#### [SOURCE TEXT]
____

When I saw their notebooks at a recent open house night, it immediately reminded me of a now partially forgotten lexicographer’s and grammarian’s practices of excerpting (ars excerpendi) and collecting examples of sentences and words on slips of paper. Examples of this can be seen in the editing and creation of the Oxford English Dictionary, the Thesaurus Linguae Latinae (Latin for Thesaurus of the Latin Language), and the Wörterbuch der ägyptischen Sprache (German for Dictionary of the Egyptian Language).

I first became aware of the practice when reading Simon Winchester’s entertaining book The Professor and the Madman: A Tale of Murder, Insanity, and the Making of the Oxford English Dictionary. In the book , Winchester describes the pigeonhole and slip system that Oxford professor James Murray and collaborators used to create the Oxford English Dictionary (OED). The editors of the dictionary put out a call to readers to note down interesting everyday words they found in their reading along with example sentences and source references. They then collected these words alphabetically into pigeonholes and from here were able to collectively compile their magisterial dictionary which uses the collected example sentences. While tangentially about the creation of the OED, the heart of the fascinating story in the book focuses on Dr. William C. Minor, a Civil War veteran and a convicted murderer living in Britain in the Broadmoor Criminal Lunatic Asylum, who began a long written correspondence with James Murray by sending in over ten thousand slips with words from his personal reading. Many years went by between the two men before the dictionary editor realized that his collaborator was in an insane asylum. The 1998 book was ultimately turned into the 2019 movie starring Mel Gibson and Sean Penn.

Movie poster for The Professor and the Madman featuring large period photos of both Sean Penn and Mel Gibson comprising most of the image with a silhouette of a large castle-like sanitorium with a sun setting below them.

Thesaurus Linguae Latinae

Somewhat similar to the compilation of the Oxford English Dictionary which predated it is the ongoing compilation of the Thesaurus Linguae Latinae (TLL). An academic research project begun in 1894 and projected to be finished by a team of international scholars sometime around 2050, the TLL is a massive dictionary written entirely in Latin which contains every instance of every known Latin word in every known medium (manuscripts, scrolls, artworks, coins, buildings, monuments, graffiti, etc.) from the beginning of the language down to the 2nd century CE and from then on, every lexicographically significant instance from that time until the 6th century CE.

The Thesaurus Linguae Latinae used the Meusel system for creating zettel (a German word meaning slip) by utilizing double folio sheets onto which they copied text in hectographic ink which can be reproduced by lithography before cutting them up into individual slips. It took approximately five years of collecting and excerpting material before the researchers of the TLL began writing “articles”, by which they mean individual entries in their dictionary of Latin words. Because of the time-consuming work to research and write individual articles, researchers are individually credited within the Thesaurus for their work on individual words.

Between the 2nd and 6th centuries CE, the Thesaurus Linguae Latinae doesn’t excerpt every single word in written Latin, just what the researchers thought was lexicographically significant. As an example, they didn’t excerpt all of Saint Augustine’s works because if they had, the collection would have been approximately 50% larger because Augustine was such a prolific writer.

____

Object pointing dataset rows:
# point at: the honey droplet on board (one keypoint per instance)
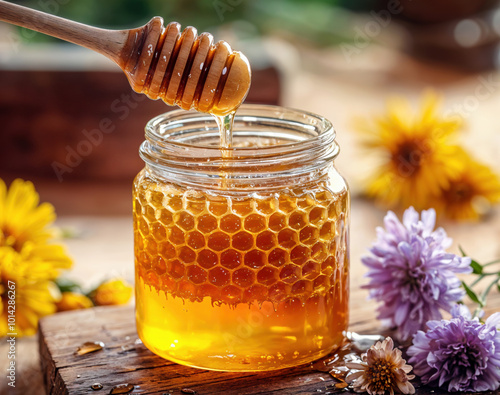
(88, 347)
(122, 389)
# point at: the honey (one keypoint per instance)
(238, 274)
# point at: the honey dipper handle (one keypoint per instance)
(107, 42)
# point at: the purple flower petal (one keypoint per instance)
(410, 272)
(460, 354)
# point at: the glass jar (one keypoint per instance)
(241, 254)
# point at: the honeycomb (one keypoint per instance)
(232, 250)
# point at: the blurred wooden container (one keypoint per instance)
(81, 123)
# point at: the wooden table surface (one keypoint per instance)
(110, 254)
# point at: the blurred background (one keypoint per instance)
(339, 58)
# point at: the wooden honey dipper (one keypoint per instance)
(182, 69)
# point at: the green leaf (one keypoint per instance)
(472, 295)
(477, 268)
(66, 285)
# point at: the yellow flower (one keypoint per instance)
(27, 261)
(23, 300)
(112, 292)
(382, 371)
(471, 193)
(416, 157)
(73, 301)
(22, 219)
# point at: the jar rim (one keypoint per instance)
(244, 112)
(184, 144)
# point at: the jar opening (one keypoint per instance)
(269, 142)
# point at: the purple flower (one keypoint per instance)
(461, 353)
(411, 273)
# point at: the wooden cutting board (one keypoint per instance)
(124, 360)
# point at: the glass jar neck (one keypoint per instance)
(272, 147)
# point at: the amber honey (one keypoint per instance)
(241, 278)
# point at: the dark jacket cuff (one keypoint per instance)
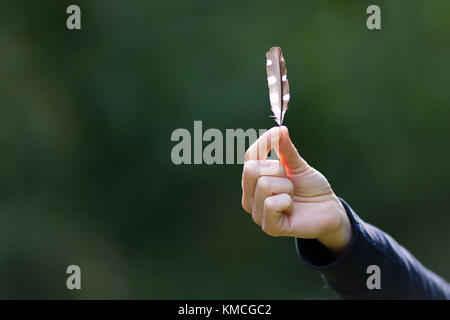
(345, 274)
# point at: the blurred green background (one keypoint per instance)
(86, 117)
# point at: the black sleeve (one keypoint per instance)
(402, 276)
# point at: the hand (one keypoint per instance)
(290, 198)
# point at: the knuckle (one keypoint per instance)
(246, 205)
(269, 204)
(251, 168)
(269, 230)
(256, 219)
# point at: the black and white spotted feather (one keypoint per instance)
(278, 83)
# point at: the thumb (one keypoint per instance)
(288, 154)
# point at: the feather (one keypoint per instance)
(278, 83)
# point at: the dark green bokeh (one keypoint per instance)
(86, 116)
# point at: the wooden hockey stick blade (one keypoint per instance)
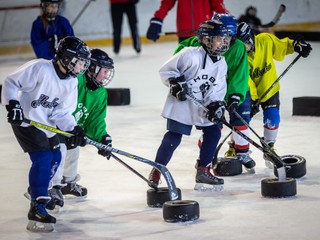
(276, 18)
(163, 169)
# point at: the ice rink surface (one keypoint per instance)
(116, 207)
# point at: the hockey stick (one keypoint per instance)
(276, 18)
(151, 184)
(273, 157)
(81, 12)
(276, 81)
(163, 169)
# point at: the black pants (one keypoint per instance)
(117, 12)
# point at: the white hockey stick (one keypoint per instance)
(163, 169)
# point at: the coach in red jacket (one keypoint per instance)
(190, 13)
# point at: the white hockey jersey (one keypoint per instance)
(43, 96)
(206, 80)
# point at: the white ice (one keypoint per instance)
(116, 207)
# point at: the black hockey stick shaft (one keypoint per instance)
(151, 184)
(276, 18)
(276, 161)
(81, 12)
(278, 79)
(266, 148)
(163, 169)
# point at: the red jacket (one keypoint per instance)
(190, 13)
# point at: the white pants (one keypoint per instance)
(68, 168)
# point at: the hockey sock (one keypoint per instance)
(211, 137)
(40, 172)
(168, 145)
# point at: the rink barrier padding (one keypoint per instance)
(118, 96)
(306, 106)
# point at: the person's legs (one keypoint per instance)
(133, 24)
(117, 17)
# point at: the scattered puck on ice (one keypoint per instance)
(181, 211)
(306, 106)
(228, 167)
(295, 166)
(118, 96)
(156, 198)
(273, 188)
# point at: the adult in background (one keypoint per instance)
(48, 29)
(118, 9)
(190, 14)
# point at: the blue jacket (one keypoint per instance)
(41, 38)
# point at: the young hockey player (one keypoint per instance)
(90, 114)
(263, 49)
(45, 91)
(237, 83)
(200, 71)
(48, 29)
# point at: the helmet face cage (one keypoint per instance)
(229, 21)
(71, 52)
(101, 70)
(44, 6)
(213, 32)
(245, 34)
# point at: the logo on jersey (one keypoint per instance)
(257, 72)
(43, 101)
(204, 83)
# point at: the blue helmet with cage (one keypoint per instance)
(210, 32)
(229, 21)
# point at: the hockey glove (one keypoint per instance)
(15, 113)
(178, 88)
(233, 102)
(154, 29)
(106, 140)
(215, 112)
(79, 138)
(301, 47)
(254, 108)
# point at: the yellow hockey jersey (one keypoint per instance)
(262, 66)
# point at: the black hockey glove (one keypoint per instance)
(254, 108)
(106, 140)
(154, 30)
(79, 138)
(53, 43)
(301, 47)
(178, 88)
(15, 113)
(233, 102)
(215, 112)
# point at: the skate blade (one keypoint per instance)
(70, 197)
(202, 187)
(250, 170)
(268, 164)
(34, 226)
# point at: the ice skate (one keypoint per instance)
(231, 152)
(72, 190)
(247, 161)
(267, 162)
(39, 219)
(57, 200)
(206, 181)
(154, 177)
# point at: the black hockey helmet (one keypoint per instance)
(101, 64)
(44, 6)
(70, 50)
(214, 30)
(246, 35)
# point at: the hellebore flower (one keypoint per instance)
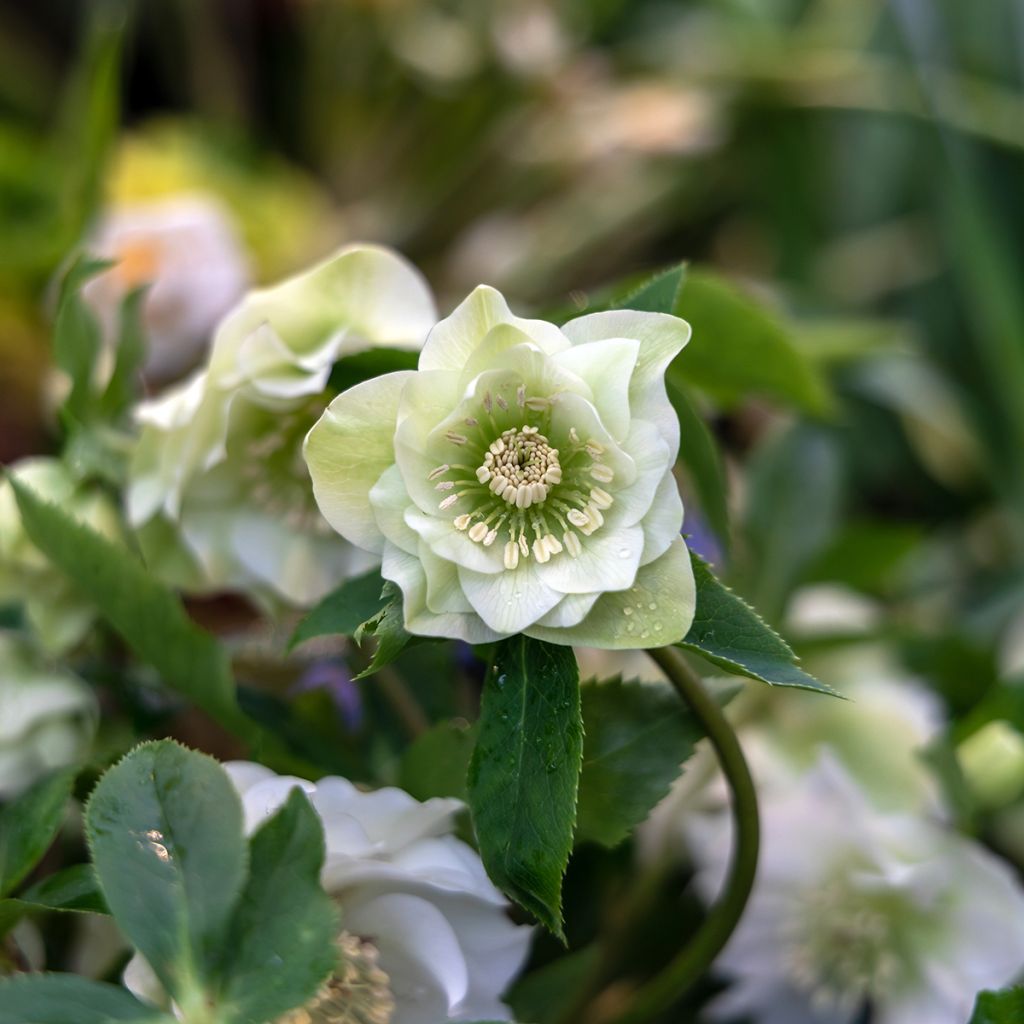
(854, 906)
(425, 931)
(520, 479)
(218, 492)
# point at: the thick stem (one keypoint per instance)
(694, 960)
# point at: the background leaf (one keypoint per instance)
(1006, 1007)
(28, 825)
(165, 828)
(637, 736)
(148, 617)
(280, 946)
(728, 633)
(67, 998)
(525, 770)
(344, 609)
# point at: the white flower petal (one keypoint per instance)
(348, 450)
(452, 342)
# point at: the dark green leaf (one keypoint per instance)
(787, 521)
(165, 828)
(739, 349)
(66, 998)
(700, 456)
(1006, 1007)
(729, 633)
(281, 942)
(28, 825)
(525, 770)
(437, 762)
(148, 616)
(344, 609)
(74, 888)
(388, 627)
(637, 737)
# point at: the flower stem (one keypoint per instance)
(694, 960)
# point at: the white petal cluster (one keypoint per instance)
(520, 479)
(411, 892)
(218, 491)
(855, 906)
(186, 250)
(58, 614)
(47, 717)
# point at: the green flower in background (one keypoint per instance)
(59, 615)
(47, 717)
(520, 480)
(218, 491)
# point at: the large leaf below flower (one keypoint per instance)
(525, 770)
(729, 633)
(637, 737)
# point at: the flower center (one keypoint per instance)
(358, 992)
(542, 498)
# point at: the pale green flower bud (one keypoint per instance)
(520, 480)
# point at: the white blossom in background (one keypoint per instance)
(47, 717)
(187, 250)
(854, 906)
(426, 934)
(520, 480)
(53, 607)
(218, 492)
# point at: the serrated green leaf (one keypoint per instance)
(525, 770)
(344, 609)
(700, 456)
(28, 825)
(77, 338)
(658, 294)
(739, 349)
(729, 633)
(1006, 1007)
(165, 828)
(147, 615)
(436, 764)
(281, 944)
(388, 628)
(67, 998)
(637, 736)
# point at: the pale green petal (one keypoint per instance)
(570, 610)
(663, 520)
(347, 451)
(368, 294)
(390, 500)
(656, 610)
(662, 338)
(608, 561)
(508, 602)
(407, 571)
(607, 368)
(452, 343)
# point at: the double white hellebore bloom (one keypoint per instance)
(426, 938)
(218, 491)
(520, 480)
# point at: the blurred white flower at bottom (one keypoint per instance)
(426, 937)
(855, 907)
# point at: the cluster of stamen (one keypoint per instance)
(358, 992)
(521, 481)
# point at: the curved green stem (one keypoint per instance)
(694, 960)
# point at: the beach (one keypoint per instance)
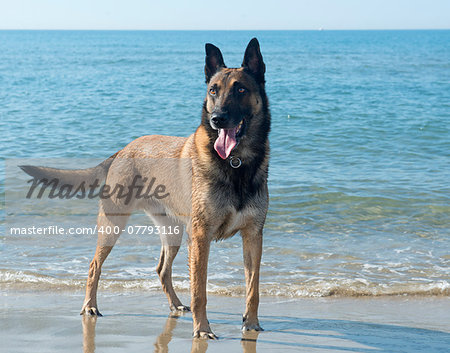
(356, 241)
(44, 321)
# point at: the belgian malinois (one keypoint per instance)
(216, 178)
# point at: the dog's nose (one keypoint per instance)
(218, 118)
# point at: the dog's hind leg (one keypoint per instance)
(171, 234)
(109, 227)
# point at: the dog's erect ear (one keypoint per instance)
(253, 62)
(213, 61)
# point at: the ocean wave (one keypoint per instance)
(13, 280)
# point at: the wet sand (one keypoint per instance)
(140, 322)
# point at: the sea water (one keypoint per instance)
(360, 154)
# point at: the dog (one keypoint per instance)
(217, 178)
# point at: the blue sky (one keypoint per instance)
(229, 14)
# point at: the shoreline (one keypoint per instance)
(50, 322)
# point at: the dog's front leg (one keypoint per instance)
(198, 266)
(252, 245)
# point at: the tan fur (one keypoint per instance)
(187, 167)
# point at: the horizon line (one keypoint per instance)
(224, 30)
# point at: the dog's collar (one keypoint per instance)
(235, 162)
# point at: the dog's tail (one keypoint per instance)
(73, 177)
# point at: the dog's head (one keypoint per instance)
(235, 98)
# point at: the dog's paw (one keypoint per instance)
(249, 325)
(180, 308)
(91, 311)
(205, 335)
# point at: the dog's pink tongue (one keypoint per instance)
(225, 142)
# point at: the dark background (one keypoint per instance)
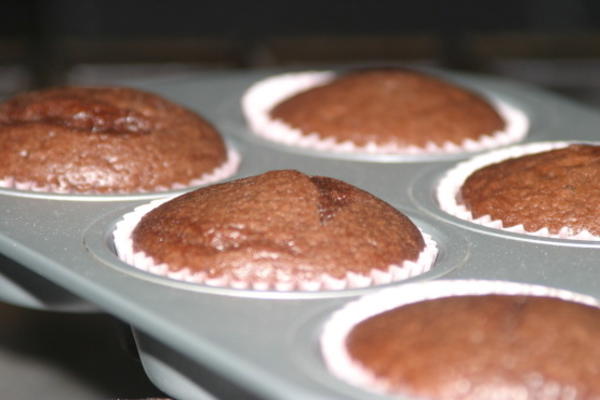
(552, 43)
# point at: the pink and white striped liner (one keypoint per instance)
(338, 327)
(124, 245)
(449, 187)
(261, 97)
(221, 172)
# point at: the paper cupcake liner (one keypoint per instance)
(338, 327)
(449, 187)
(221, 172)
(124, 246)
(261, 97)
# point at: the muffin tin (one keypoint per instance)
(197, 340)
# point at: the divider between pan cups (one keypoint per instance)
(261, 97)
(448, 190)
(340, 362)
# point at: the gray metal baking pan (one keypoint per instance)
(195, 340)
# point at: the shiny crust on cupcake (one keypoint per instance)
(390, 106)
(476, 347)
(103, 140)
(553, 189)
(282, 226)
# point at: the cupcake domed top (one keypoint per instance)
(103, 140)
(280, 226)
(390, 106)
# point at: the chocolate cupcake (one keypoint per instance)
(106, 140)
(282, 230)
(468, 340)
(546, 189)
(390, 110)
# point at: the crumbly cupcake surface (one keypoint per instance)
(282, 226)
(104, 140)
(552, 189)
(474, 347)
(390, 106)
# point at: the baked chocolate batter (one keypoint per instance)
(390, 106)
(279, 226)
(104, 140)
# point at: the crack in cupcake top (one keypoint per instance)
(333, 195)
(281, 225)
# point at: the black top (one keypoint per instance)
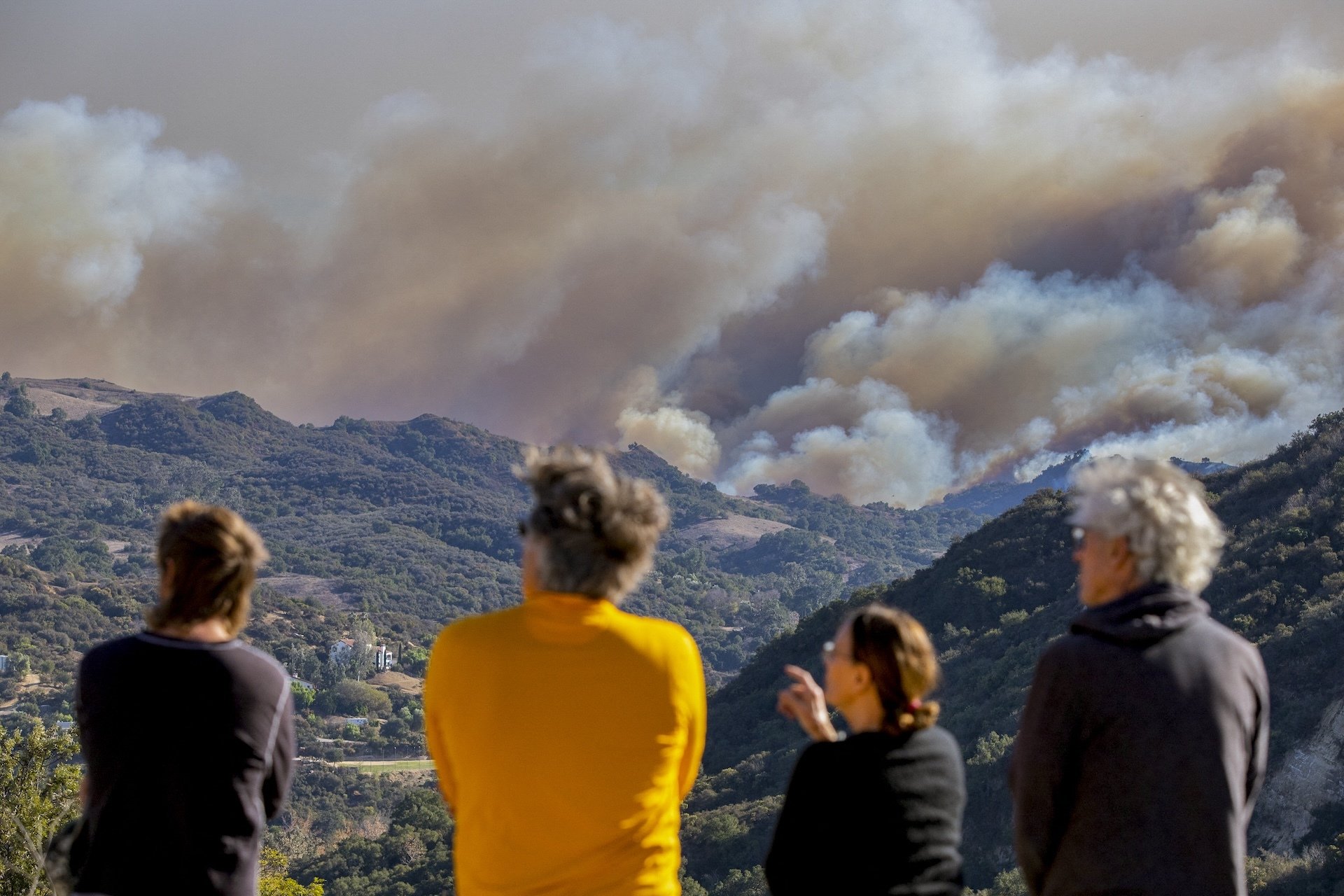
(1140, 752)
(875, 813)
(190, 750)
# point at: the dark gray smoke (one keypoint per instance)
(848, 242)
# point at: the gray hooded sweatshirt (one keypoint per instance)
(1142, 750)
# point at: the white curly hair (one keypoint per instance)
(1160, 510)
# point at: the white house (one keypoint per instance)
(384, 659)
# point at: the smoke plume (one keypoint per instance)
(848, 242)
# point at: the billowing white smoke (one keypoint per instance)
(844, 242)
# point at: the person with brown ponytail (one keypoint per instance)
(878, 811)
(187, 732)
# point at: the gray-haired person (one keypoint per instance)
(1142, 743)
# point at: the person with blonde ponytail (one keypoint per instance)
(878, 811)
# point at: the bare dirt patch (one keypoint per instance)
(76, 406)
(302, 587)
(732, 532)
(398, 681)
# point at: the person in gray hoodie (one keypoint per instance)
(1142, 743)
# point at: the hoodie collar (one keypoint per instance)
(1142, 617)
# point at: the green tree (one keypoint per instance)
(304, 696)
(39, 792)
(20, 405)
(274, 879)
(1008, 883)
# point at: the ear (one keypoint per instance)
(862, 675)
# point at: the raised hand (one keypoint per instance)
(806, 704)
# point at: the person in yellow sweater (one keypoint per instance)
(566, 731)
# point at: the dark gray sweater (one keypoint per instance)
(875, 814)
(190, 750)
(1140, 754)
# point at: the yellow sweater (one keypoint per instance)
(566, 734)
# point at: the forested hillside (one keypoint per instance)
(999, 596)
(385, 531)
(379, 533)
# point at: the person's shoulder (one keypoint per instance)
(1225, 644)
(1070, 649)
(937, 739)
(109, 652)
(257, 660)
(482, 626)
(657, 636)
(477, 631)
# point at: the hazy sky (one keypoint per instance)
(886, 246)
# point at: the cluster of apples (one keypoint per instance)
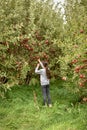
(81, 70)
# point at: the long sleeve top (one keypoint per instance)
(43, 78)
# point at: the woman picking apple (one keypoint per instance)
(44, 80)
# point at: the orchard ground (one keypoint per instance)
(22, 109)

____

#### [TO DO]
1. Reproduce the passage on dictionary slips word for word, starting at "The Thesaurus Linguae Latinae used" and ending at "on individual words.".
2. According to the passage on dictionary slips, in what year was the Thesaurus Linguae Latinae project begun?
3. Summarize the passage on dictionary slips in two sentences.
The rows are material separate from the passage on dictionary slips.

#### [EXERCISE ANSWERS]
1.
The Thesaurus Linguae Latinae used the Meusel system for creating zettel (a German word meaning slip) by utilizing double folio sheets onto which they copied text in hectographic ink which can be reproduced by lithography before cutting them up into individual slips. It took approximately five years of collecting and excerpting material before the researchers of the TLL began writing “articles”, by which they mean individual entries in their dictionary of Latin words. Because of the time-consuming work to research and write individual articles, researchers are individually credited within the Thesaurus for their work on individual words.

2. 1894

3. The Oxford English Dictionary was compiled from slips of words and example sentences sent in by readers, including more than ten thousand from Dr. William C. Minor, a convicted murderer living in the Broadmoor Criminal Lunatic Asylum. The Thesaurus Linguae Latinae is an all-Latin dictionary begun in 1894 and projected for completion around 2050, and it built its slips with the Meusel system by cutting copied double folio sheets into individual zettel.